◆ **Your task**: Return each line of the records below that contains the word "tree".

[Dataset items]
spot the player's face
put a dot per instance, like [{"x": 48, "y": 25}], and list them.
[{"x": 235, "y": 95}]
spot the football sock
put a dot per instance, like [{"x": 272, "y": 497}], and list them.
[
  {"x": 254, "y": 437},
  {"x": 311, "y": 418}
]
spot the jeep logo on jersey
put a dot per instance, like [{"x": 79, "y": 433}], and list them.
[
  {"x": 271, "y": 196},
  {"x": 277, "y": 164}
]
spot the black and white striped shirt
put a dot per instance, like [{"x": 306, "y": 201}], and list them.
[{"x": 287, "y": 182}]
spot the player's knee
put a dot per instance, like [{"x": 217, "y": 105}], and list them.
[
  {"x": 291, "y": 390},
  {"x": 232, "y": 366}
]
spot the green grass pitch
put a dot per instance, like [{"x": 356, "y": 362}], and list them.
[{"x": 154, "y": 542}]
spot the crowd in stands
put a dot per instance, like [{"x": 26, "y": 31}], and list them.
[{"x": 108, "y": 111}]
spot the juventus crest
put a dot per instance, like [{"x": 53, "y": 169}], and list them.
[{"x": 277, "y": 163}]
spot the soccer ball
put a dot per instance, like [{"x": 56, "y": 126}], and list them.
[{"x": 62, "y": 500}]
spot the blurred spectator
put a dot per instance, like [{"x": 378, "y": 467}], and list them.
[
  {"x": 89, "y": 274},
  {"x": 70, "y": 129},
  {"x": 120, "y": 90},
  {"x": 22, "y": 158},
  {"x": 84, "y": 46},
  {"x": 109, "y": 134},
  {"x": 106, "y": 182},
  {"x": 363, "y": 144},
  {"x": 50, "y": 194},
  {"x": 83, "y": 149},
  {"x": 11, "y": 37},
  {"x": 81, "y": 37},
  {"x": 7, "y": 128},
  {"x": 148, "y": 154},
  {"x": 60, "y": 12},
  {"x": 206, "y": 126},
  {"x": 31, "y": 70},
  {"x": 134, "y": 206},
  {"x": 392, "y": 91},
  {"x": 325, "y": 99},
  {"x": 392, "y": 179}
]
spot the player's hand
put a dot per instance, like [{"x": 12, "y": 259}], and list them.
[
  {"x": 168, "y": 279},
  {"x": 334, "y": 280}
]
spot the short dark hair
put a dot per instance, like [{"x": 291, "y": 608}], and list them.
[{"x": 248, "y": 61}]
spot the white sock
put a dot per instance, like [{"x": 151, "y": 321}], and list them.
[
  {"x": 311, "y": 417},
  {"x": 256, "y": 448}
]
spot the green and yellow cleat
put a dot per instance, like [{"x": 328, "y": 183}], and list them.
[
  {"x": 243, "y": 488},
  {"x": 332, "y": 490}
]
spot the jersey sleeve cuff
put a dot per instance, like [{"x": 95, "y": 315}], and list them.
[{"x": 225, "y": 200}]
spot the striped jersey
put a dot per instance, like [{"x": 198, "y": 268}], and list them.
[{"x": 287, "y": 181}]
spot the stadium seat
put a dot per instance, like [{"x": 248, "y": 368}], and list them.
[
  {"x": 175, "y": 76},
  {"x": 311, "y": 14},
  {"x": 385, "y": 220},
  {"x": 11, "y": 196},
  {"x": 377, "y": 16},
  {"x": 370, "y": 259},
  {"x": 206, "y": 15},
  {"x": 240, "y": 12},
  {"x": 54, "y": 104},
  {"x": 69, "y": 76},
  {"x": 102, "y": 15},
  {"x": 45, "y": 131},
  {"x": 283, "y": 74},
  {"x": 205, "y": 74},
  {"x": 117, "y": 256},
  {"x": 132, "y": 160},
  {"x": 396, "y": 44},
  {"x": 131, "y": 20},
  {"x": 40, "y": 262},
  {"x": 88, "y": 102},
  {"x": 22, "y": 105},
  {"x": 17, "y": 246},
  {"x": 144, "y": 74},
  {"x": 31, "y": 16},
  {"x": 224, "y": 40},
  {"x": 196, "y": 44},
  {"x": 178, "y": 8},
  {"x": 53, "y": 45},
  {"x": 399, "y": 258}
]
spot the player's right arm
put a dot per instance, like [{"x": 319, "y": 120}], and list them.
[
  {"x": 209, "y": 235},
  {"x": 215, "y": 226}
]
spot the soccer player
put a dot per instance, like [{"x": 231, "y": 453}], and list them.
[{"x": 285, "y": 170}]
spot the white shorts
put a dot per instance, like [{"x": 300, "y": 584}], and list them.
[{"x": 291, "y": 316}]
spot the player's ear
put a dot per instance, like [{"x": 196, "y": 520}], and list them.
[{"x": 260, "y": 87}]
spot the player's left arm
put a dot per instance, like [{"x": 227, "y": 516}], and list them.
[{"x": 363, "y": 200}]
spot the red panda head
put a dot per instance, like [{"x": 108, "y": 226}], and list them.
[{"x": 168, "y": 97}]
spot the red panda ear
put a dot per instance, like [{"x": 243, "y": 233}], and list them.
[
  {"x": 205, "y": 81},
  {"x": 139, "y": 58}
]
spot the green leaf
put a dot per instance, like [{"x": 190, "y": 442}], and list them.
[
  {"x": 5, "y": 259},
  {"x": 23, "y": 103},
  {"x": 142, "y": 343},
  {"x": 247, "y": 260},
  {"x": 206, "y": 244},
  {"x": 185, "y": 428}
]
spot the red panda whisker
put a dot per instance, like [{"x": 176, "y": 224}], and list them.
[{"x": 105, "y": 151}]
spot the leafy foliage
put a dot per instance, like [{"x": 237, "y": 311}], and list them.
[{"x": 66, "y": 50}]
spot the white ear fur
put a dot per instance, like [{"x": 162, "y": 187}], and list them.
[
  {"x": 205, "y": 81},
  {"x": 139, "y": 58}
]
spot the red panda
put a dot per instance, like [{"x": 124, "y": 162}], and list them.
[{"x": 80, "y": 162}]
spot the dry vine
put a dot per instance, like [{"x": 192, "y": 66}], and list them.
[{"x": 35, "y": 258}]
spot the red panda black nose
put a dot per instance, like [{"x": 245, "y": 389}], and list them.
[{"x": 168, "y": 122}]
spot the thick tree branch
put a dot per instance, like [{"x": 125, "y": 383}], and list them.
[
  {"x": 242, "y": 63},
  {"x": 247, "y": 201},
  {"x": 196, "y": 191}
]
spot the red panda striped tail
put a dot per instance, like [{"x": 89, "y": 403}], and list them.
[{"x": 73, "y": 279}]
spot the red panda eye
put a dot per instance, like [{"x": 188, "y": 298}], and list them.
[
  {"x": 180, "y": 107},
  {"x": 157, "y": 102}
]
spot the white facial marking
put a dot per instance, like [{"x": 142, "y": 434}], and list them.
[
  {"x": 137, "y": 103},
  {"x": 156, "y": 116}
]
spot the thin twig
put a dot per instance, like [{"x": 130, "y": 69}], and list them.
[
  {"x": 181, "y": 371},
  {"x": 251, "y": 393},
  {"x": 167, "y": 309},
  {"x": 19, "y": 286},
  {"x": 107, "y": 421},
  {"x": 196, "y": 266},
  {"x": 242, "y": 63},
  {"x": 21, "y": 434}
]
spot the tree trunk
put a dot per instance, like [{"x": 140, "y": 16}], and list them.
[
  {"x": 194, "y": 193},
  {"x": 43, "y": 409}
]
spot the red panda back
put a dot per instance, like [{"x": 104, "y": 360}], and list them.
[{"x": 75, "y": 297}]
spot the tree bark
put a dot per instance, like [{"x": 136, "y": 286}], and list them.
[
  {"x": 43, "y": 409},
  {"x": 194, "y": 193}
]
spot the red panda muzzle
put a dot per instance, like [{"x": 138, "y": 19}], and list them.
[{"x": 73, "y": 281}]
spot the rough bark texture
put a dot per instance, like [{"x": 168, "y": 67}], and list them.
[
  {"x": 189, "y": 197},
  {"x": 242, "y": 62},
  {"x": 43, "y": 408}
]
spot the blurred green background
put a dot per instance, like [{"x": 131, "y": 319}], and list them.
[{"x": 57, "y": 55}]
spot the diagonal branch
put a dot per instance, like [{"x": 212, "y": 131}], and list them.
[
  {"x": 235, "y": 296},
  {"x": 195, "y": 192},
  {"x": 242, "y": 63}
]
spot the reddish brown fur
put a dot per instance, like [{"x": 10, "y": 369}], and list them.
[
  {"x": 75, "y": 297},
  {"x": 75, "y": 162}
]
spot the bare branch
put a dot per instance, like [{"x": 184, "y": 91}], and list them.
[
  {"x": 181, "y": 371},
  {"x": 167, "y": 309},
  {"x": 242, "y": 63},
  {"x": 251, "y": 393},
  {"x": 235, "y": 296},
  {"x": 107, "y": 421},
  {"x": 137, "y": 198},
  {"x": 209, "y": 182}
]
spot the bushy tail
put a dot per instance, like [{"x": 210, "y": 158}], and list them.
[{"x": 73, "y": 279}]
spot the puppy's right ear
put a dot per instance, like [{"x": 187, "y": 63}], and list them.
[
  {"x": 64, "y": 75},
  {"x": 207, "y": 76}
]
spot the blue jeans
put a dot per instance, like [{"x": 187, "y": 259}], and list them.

◆ **Exercise response**:
spot the thick tree branch
spot the tree trunk
spot the tree bark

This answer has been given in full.